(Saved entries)
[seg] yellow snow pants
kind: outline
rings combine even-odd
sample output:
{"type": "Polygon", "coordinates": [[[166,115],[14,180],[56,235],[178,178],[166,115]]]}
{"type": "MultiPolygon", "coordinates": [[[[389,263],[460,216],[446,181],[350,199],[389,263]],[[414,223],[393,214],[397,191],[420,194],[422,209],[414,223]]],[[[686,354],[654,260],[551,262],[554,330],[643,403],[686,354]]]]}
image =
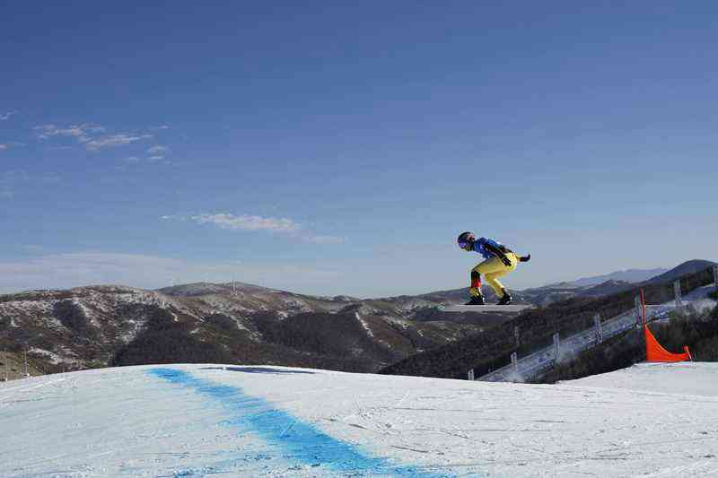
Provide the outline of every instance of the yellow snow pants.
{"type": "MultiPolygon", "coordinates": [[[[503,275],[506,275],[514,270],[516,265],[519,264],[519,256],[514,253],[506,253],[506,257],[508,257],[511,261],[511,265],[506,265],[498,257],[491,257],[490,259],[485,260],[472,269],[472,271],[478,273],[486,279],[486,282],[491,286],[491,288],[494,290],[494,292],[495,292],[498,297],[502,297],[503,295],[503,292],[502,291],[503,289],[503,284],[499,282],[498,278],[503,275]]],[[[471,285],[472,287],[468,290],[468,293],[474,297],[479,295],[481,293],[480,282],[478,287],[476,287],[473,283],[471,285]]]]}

==

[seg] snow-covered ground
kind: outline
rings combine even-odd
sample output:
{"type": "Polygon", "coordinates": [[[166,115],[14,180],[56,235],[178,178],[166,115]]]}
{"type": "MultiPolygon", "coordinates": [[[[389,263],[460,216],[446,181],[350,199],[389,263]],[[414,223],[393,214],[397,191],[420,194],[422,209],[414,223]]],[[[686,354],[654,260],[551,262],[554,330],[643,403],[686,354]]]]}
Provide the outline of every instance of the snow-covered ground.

Short exercise> Repeat the lines between the one holding "[seg] yellow snow pants" and the one holding "Provide the outline of every instance of the yellow", inclusive, without changing anything. Leave the pictures out of your answer.

Result of this task>
[seg] yellow snow pants
kind: outline
rings combine even-odd
sample output:
{"type": "Polygon", "coordinates": [[[166,115],[14,180],[56,235],[178,178],[166,115]]]}
{"type": "MultiPolygon", "coordinates": [[[[389,263],[460,216],[446,181],[350,199],[389,263]],[[414,223],[393,214],[397,191],[420,194],[422,209],[414,223]]],[[[686,354],[654,260],[551,262],[554,330],[643,403],[686,354]]]]}
image =
Provide the outline of every instance of the yellow snow pants.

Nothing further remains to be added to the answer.